_JOB 1_:
From the passage about Duke, copy the part that opens with the words containing "Duke’s book, Jewish" and closes with "an international sensation.".
_JOB 2_:
Summarize the passage about Duke in two sentences.
_JOB 3_:
List every country named in the passage about Duke.

_TEXT SECTION_:
══════════════════════════════

In 2003 Duke was sentenced to fifteen months in a Texas prison for tax and mail fraud–bilking his supporters out of thousands of dollars, much of which he is rumored to have spent on liquor-sodden nights at casinos and strip clubs. With most of his credibility (such as it was) destroyed by the time of his release, Duke has repositioned himself as a crusader against the “Jewish supremacist” money-power. While explicit anti-Semitism did little to restore his audience in the United States, it has proved to be a hit overseas.

Duke’s book, Jewish Supremacism: My Awakening to the Jewish Question, is selling like cheap vodka on the streets of Moscow. In 2005 Ukraine’s largest private university, the Interregional Academy of Personnel Management (MAUP), awarded Duke an honorary doctorate for his thesis, “Zionism as a Form of Ethnic Supremacism.” Today, he claims to teach an international relations and history course at the 50,000-student school, which, until recently, included President Viktor Yuschenko on its board of directors. Duke has also been airlifted by a Muslim charity to lecture in Bahrain and appeared in Damascus, Syria, to deliver a public address blaming the “Zionist media” for hyping the war in Iraq. While even many American white nationalists remain suspicious of Duke’s motives, he is an international sensation.

══════════════════════════════

_AVAILABLE DATA_:
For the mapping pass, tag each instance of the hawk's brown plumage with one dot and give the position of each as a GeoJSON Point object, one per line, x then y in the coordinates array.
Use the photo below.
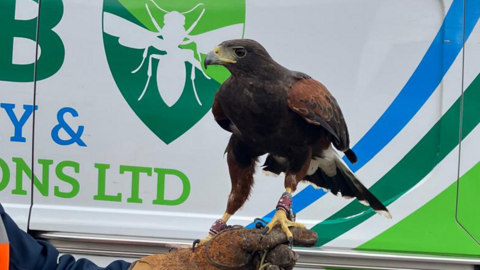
{"type": "Point", "coordinates": [287, 115]}
{"type": "Point", "coordinates": [311, 99]}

══════════════════════════════

_WRITTEN ANSWER 1_:
Duke’s book, Jewish Supremacism: My Awakening to the Jewish Question, is selling like cheap vodka on the streets of Moscow. In 2005 Ukraine’s largest private university, the Interregional Academy of Personnel Management (MAUP), awarded Duke an honorary doctorate for his thesis, “Zionism as a Form of Ethnic Supremacism.” Today, he claims to teach an international relations and history course at the 50,000-student school, which, until recently, included President Viktor Yuschenko on its board of directors. Duke has also been airlifted by a Muslim charity to lecture in Bahrain and appeared in Damascus, Syria, to deliver a public address blaming the “Zionist media” for hyping the war in Iraq. While even many American white nationalists remain suspicious of Duke’s motives, he is an international sensation.

_WRITTEN ANSWER 2_:
After serving fifteen months in a Texas prison for tax and mail fraud, Duke recast himself as a crusader against what he calls "Jewish supremacist" money-power. His explicit anti-Semitism won back little audience in the United States but has made him an international sensation, bringing an honorary doctorate from Ukraine's MAUP and speaking appearances in Bahrain and Damascus.

_WRITTEN ANSWER 3_:
United States
Ukraine
Bahrain
Syria
Iraq